▶ Problems to work on:
A. Could you turn the paragraph of the article on AI predicting patient deaths that begins "According to the University of Adelaide researchers" into a short bulleted list that keeps its main facts?
B. Would you copy the article on AI predicting patient deaths word for word, starting with "Authors of the" and going on through "Australia in 2009."?

(Extract provided)

Artificial Intelligence Predicts Which Patients will Die Within 5 Years
Researchers at the University of Adelaide have developed an artificial intelligence that can predict which patients will die within the next five years.
The AI developed by the researchers at the University of Adelaide was trained to detect signs of diseases in the chest area such as emphysema and congestive heart failure based on over 16,000 CT chest scans.
In the paper entitled “Precision Radiology: Predicting longevity using feature engineering and deep learning methods in a radiomics framework” published in the journal Nature, the University of Adelaide researchers showed that the AI they have developed, after analyzing CT chest scans of 48 patients, was able to predict which patients would die within five years, with 69% accuracy.
“Predicting the future of a patient is useful because it may enable doctors to tailor treatments to the individual,” lead author of the paper Dr. Luke Oakden-Rayner, a radiologist and Ph.D. student at the University of Adelaide’s School of Public Health, said in a statement. “Instead of focusing on diagnosing diseases, the automated systems can predict medical outcomes in a way that doctors are not trained to do, by incorporating large volumes of data and detecting subtle patterns.”
Authors of the paper wrote that routine radiological testing such as CT scans has been largely ignored in the context of precision medicine – an approach for disease treatment and prevention that takes into account differences in genes, environment, and lifestyle.
According to the University of Adelaide researchers, CT scans are the “most highly utilised cross-sectional medical imaging” with an estimated 69 million CT scans performed in the U.S. in 2007 and 2.1 million CT scans performed in Australia in 2009.

(End Extract provided)
(Recorded data)

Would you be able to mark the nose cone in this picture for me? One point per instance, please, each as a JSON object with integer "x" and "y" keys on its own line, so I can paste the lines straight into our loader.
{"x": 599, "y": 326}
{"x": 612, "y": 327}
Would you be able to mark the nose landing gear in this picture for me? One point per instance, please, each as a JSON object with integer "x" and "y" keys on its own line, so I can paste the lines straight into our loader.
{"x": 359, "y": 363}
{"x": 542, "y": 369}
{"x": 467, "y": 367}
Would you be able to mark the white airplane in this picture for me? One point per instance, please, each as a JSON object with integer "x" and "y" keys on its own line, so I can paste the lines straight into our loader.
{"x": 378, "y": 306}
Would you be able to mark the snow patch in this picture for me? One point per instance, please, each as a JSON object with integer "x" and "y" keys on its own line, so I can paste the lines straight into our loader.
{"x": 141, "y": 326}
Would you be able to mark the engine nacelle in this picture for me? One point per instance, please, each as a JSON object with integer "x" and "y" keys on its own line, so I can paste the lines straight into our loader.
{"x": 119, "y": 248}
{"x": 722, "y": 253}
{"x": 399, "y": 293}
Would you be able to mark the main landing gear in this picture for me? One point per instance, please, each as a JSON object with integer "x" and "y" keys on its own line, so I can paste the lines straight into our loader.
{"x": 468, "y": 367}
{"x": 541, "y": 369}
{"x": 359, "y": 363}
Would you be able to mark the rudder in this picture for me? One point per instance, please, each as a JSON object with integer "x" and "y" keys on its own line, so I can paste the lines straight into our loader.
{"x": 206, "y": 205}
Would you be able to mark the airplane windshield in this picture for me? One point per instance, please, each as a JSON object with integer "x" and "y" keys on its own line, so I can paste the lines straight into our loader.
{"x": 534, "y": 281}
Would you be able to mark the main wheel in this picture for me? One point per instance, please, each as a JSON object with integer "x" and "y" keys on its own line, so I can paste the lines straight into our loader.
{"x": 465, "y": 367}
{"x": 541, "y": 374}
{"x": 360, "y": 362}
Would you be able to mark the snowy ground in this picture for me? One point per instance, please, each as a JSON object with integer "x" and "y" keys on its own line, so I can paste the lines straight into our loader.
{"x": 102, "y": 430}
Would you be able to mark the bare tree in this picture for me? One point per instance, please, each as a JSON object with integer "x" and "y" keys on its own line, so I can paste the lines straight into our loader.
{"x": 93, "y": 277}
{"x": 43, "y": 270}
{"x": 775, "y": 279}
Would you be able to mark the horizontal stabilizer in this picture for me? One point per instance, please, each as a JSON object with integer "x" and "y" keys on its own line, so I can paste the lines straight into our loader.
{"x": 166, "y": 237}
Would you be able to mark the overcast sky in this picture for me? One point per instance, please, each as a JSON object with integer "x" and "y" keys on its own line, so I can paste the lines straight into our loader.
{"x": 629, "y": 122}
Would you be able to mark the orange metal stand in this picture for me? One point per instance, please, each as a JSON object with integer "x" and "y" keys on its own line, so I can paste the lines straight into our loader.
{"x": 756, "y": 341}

(End Recorded data)
(Recorded data)

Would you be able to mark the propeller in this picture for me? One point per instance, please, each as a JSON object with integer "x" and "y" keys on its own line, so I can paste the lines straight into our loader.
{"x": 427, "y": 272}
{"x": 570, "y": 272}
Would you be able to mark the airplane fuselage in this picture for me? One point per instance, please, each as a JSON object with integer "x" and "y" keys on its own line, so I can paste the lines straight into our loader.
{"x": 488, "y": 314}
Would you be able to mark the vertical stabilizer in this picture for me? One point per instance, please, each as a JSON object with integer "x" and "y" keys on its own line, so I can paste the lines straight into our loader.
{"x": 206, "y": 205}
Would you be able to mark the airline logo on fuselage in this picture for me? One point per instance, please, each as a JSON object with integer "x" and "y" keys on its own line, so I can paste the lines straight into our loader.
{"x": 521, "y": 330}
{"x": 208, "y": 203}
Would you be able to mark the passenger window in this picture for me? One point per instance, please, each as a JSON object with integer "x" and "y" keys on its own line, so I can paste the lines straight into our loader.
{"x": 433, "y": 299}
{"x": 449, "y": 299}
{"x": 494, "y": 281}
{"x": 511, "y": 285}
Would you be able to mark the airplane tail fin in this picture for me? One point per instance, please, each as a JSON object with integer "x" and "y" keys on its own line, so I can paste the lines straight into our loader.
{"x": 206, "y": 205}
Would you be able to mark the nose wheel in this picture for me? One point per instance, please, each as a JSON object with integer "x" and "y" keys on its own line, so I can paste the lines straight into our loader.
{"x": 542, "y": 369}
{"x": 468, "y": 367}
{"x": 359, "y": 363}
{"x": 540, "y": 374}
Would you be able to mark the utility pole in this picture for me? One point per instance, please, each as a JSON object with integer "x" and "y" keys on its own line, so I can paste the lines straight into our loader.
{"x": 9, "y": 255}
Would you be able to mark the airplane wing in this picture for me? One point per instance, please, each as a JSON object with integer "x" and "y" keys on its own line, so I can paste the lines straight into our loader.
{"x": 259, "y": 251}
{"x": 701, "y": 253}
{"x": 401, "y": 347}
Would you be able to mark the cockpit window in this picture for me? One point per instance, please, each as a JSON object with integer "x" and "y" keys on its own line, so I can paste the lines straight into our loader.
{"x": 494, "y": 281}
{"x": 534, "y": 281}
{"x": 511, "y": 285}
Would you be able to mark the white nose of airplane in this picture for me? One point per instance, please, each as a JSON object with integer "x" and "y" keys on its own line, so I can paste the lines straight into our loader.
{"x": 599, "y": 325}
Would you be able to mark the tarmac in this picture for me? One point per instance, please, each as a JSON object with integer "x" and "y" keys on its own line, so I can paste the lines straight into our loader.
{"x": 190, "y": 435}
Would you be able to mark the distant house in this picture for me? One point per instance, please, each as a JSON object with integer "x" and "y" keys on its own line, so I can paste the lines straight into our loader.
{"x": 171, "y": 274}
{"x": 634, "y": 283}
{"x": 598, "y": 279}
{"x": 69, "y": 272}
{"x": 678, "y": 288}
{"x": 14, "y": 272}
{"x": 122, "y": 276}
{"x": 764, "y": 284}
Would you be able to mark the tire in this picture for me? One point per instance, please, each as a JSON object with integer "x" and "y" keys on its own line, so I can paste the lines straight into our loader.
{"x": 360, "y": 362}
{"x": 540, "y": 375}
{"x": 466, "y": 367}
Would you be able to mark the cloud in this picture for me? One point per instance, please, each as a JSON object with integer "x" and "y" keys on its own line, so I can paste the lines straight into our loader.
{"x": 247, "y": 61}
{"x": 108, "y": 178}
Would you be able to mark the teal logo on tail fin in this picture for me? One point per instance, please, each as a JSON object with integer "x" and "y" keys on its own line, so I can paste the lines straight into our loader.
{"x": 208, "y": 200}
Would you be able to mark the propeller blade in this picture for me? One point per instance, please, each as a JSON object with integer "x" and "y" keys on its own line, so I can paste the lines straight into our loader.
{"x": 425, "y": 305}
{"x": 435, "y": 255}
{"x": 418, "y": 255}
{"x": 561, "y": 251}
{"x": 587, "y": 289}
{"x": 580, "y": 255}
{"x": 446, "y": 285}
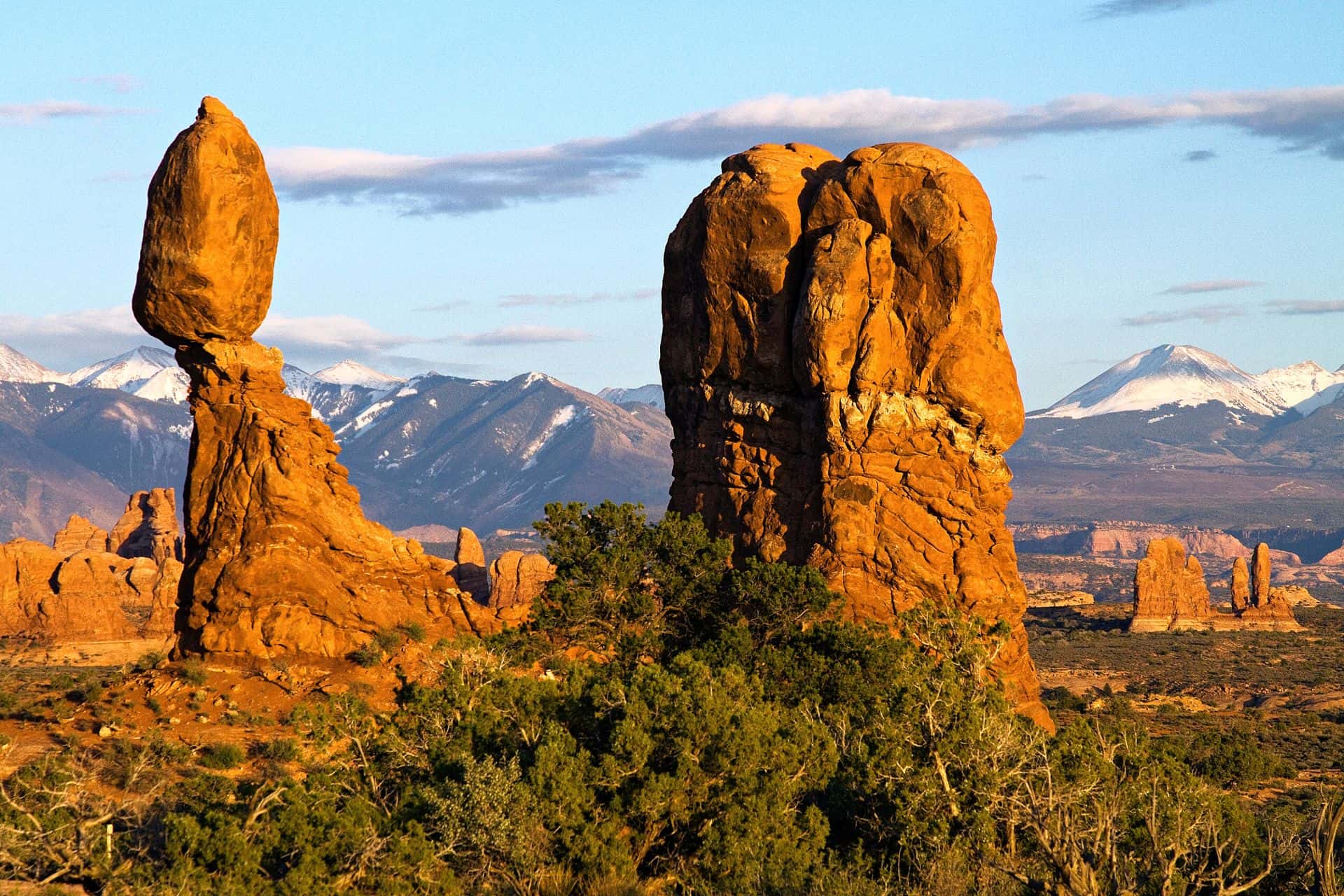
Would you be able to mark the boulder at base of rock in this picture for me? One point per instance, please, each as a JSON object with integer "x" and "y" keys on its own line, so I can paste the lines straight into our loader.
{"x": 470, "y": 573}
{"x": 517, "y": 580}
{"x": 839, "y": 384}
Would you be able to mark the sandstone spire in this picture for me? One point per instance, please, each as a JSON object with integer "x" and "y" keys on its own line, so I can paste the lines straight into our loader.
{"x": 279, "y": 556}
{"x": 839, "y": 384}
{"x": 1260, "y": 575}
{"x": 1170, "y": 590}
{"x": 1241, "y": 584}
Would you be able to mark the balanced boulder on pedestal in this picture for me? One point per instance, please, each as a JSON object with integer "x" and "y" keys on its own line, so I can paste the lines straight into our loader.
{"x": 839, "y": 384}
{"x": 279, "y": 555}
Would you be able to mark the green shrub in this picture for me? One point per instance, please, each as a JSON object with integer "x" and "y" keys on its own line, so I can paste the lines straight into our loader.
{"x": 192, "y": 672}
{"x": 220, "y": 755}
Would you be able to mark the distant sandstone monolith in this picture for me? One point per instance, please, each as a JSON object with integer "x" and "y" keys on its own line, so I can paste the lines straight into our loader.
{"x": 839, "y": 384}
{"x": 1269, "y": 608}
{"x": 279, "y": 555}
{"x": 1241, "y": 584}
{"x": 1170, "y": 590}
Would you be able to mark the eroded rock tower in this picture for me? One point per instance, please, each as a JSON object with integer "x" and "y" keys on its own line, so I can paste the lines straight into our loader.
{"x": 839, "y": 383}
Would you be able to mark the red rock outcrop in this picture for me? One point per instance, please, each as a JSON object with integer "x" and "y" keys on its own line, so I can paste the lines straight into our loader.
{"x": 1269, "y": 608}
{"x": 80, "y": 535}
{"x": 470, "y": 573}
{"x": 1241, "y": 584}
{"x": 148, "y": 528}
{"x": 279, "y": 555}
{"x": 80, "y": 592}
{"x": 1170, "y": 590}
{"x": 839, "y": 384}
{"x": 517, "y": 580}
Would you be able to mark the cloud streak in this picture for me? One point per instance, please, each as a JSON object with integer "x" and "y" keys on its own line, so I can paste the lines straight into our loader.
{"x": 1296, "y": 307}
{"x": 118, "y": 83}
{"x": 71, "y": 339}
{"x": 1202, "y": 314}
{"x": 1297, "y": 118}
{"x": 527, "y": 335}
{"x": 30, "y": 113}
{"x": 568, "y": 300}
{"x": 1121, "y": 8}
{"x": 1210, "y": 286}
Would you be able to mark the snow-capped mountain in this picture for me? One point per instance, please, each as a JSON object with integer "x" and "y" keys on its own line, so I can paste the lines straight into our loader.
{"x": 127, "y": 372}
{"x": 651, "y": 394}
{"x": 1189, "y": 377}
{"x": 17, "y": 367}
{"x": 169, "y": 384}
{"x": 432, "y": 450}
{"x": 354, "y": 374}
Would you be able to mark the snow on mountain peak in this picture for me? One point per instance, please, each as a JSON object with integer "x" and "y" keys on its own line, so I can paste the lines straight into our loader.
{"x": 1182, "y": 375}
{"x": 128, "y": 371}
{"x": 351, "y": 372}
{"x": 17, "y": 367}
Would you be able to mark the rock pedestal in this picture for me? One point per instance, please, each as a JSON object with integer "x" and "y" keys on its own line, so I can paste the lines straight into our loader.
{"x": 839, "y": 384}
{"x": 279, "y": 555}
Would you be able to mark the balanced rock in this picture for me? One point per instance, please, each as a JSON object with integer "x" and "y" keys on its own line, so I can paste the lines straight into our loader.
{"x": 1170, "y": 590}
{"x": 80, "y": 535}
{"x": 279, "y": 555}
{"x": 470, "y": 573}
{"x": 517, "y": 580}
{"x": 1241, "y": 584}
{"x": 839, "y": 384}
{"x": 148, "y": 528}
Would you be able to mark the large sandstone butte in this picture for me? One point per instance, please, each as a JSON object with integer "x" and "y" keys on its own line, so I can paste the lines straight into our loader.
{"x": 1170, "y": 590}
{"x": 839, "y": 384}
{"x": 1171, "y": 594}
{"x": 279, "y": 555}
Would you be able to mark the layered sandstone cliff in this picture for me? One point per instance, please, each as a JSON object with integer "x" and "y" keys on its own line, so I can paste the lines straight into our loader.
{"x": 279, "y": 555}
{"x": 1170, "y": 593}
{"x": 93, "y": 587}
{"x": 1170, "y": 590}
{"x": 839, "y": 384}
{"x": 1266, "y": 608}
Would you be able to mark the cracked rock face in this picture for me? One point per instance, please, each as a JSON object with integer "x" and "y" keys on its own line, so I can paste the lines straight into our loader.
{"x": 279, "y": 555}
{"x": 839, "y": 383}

(End Recorded data)
(Recorded data)

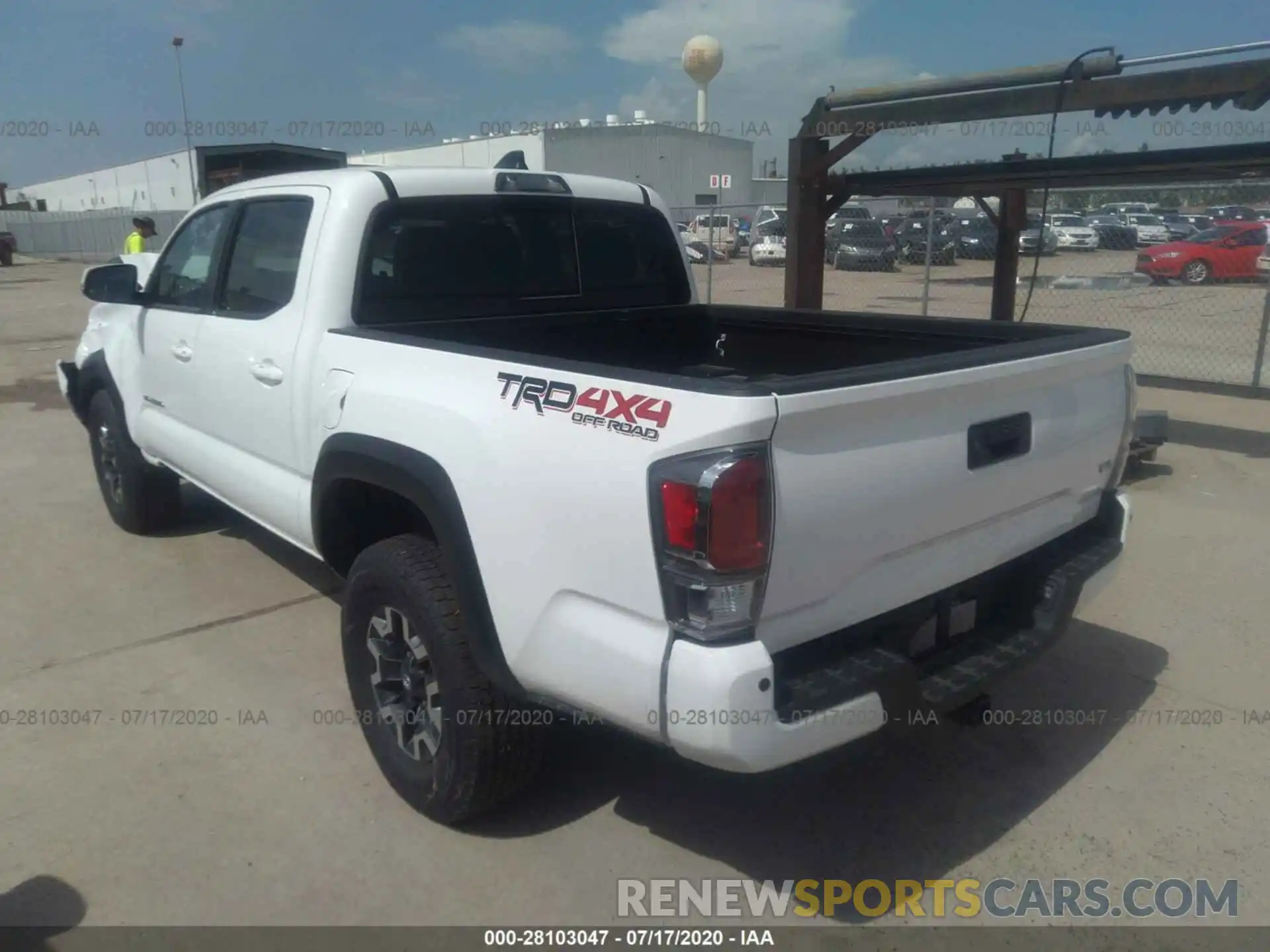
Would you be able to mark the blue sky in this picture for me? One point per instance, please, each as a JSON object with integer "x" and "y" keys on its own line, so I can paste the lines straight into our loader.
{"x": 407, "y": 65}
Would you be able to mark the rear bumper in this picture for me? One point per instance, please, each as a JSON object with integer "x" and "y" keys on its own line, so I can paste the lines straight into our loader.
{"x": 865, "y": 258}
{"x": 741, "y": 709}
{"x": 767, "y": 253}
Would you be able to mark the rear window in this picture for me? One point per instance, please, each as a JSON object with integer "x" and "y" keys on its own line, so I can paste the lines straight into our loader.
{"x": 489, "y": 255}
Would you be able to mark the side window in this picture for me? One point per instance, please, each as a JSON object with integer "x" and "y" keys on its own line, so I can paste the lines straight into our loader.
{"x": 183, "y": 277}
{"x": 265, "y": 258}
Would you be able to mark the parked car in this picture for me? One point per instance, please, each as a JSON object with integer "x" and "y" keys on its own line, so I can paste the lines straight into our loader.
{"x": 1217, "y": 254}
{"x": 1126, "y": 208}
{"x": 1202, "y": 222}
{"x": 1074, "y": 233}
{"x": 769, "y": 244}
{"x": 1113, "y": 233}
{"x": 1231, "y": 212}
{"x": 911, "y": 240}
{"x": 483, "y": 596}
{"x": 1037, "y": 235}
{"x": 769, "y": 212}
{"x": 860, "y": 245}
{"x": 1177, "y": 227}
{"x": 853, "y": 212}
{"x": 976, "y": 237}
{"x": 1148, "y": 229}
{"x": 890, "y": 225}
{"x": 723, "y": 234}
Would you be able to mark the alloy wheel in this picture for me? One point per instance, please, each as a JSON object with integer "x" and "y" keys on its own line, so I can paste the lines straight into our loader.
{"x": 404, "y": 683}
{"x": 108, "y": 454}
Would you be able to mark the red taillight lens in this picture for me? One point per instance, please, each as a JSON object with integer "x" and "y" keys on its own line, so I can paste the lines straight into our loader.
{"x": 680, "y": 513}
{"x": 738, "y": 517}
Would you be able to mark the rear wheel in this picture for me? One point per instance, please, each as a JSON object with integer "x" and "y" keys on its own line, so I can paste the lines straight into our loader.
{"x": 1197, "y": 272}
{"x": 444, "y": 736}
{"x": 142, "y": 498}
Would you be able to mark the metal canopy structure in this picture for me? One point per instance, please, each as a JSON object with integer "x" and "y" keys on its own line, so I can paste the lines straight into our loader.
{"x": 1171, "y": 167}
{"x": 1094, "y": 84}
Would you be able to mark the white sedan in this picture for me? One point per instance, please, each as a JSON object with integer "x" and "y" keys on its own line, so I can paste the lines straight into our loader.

(End Recorded data)

▶ Answers per task:
A.
- University of Adelaide researchers call CT scans the "most highly utilised cross-sectional medical imaging."
- U.S., 2007: an estimated 69 million CT scans performed
- Australia, 2009: 2.1 million CT scans performed

B.
Authors of the paper wrote that routine radiological testing such as CT scans has been largely ignored in the context of precision medicine – an approach for disease treatment and prevention that takes into account differences in genes, environment, and lifestyle.
According to the University of Adelaide researchers, CT scans are the “most highly utilised cross-sectional medical imaging” with an estimated 69 million CT scans performed in the U.S. in 2007 and 2.1 million CT scans performed in Australia in 2009.